Entries taken from a collection -
◇ ◇ ◇

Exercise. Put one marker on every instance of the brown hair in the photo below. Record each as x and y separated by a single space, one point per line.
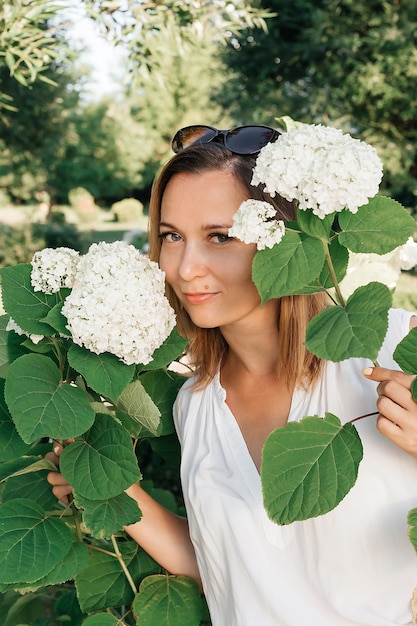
207 346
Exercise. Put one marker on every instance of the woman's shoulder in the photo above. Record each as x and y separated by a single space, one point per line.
193 400
398 327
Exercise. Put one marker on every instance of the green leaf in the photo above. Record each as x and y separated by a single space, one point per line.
288 267
41 404
163 386
139 405
11 444
31 545
172 348
10 346
412 531
168 601
33 486
101 464
102 584
104 373
313 225
57 320
26 306
4 352
104 518
405 354
340 258
378 227
67 569
102 619
358 330
308 467
16 467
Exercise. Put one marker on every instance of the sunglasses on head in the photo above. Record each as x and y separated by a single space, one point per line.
240 140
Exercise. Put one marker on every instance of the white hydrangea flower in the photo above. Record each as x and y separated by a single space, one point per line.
384 268
54 268
11 325
322 168
254 223
118 303
407 254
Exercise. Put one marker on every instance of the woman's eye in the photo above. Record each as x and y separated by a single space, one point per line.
221 237
169 236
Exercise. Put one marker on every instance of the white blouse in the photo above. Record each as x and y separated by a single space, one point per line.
353 566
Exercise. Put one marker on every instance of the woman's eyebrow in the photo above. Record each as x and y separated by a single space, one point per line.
205 227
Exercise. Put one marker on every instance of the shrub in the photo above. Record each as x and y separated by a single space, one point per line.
127 210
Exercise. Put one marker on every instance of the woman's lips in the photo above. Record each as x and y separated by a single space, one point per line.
198 298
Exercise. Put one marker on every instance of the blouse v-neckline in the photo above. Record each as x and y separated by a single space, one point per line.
236 441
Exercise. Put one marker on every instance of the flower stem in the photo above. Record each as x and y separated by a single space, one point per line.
356 419
340 298
123 564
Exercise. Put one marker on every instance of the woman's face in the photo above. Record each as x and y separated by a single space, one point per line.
209 271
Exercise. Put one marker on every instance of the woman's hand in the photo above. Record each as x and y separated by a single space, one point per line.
397 419
60 487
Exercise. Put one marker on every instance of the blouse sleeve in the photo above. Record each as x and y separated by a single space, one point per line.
398 328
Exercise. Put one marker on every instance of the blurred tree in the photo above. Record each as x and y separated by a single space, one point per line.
348 63
28 43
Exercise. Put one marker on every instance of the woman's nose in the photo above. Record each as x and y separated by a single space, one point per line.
193 263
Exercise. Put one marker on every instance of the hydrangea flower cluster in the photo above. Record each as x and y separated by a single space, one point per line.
11 325
53 269
322 168
384 268
254 223
118 303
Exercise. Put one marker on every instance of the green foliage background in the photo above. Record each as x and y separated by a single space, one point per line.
340 62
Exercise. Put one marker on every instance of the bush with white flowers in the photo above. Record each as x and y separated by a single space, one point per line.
118 303
322 168
254 223
333 180
85 345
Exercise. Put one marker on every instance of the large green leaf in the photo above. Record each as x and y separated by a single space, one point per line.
41 404
4 352
163 386
64 571
26 306
102 619
10 346
313 225
412 531
288 267
104 518
11 443
57 320
104 373
31 544
358 330
101 464
378 227
173 347
138 404
405 354
168 601
32 486
102 583
340 257
308 467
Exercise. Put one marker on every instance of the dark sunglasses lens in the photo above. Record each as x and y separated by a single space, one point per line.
250 139
192 134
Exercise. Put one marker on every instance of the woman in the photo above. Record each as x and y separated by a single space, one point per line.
353 566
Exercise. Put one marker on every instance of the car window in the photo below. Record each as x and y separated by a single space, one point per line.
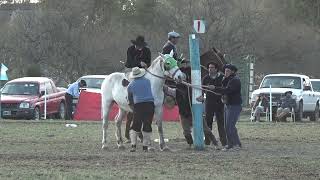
282 82
49 88
21 88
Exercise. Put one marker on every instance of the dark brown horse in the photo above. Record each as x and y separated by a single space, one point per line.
213 55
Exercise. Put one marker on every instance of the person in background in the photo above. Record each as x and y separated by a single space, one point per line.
286 105
173 39
142 102
73 92
259 106
231 97
183 94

◇ ◇ ◇

Return each line of the data, keeping its wording exact and omitting pictures.

Answer space -
Exercise. Put one marker on every instance of the brown hair in the photo below. Record each as x and y separated by a single space, one point per line.
207 346
Exercise. Put one marker on every instance of the woman's shoulder in the photo above. Record each as x and y separated by a single space, one point per line.
193 400
398 327
Exercise. Put one marker on every instance of the green leaf in the photo above. Record each as x and y separated by a single space, one point per line.
288 267
41 404
163 386
139 405
11 444
31 545
172 348
10 346
412 531
168 601
33 486
101 464
102 584
104 373
313 225
57 320
26 306
4 352
104 518
405 354
340 258
378 227
67 569
102 619
358 330
308 467
16 467
Exercise. Put one marker on every instance of the sunglasses on head in the photo above. Record each as x and y separated by a single space, one point per line.
240 140
Exercise. Put one marker on every instance of the white hydrangea flower in the photo above. Record each as x and y separated by a single space, one point per line.
384 268
54 268
11 325
322 168
254 223
118 303
407 254
Exercise. Put one marker on every instance of the woman's eye in the photo above. Record each as x and y separated by a single space, one point per line.
221 237
169 236
Exercise. Put one marker on every instance of the white blouse in the photo above. Record each as x and y separated by a single space, one point per line.
353 566
Exercise. Put one marker on every instance of the woman's eyebrow in the photo above. Record each as x and y separated by a single space, one point per line.
205 227
Exercise. Put one marker on every instance of the shrub in the photo above. Record each as x and y separated by a single space, one point per line.
127 210
Exercise. Put one marker on every instance of the woman's lips in the photo above. Record each as x and y separated by a single space, one point per line.
198 298
Exercise. Put one marker on every instance of the blouse v-neckline in the photo above. Record each as x and y separated by a single space, one point per line.
236 441
Exercise. Put one marker on every instance of the flower stem in the photo above. Record each as x and y separated by a single space, one point per line.
356 419
340 298
123 564
Exercise. Put one marker on every instance of the woman's face in the photo above. Record each as x and y separated by a single space, one point per line.
209 271
Exercise. Put one marker on every instance of the woman's hand in the photo above. Record each as x and y separated by a single space, one point per line.
397 419
60 487
Exercise. Put one marker on every instance of the blouse sleeve in the photo above. Record each as x and y separated by a single space, one point per line.
398 328
Exercise. Put one marker on every instance of the blurred tree in the photo above. Record each as x and y separated by a single space, one point per line.
348 63
28 43
Exercise. Put one marker on every instance of the woman's nose in the photo above. Record each as x and y separated by a single space, one point per line.
193 263
Exercise. Put one marker on every instance of the hydrangea flower cluster in the photo above. Record each as x and y separated by a single space, one point per line.
11 325
53 269
322 168
384 268
254 223
118 303
Exercise. Put one marker on every instance of the green foliage background in the photo above. Record each as x and y separated by a single space, one point per line.
340 62
Exercise. Put one marker on every instance of the bush with white flowers in the photo above. Record each as x and y separated by a single space, one point per line.
118 303
322 168
254 223
333 180
85 345
Exercise. Put one marker on every instance of the large green leaf in the photo above. Record each as x and y separated by a single space, one point per line.
41 404
4 352
163 386
64 571
26 306
102 619
10 346
313 225
412 531
288 267
104 518
11 443
57 320
104 373
31 544
358 330
101 464
378 227
173 347
138 404
405 354
168 601
32 486
102 583
340 257
308 467
Exercise. Put one marker on every instance of the dark sunglasses lens in the photo above. Record each as x and y separated by a single space, one point per line.
250 139
192 134
Exercise. Put one marker on every instance of the woman in the photo above. Record each as x and y separated by a single space, one point per line.
353 566
Exercise. Put one marker on every instance of the car window in the photo below. Record each as x and y separated by a single space, one point per line.
282 82
49 88
21 88
Exercise. Put one marker on every instance of the dark brown horse in the photo above. Record each as x and y separated by a single space, one point per line.
213 55
Exercise. Put one marker on every instance of the person in background in the photo above. Record each as x and y separated by a single space, one point per line.
286 105
173 39
142 102
73 92
259 106
231 97
183 94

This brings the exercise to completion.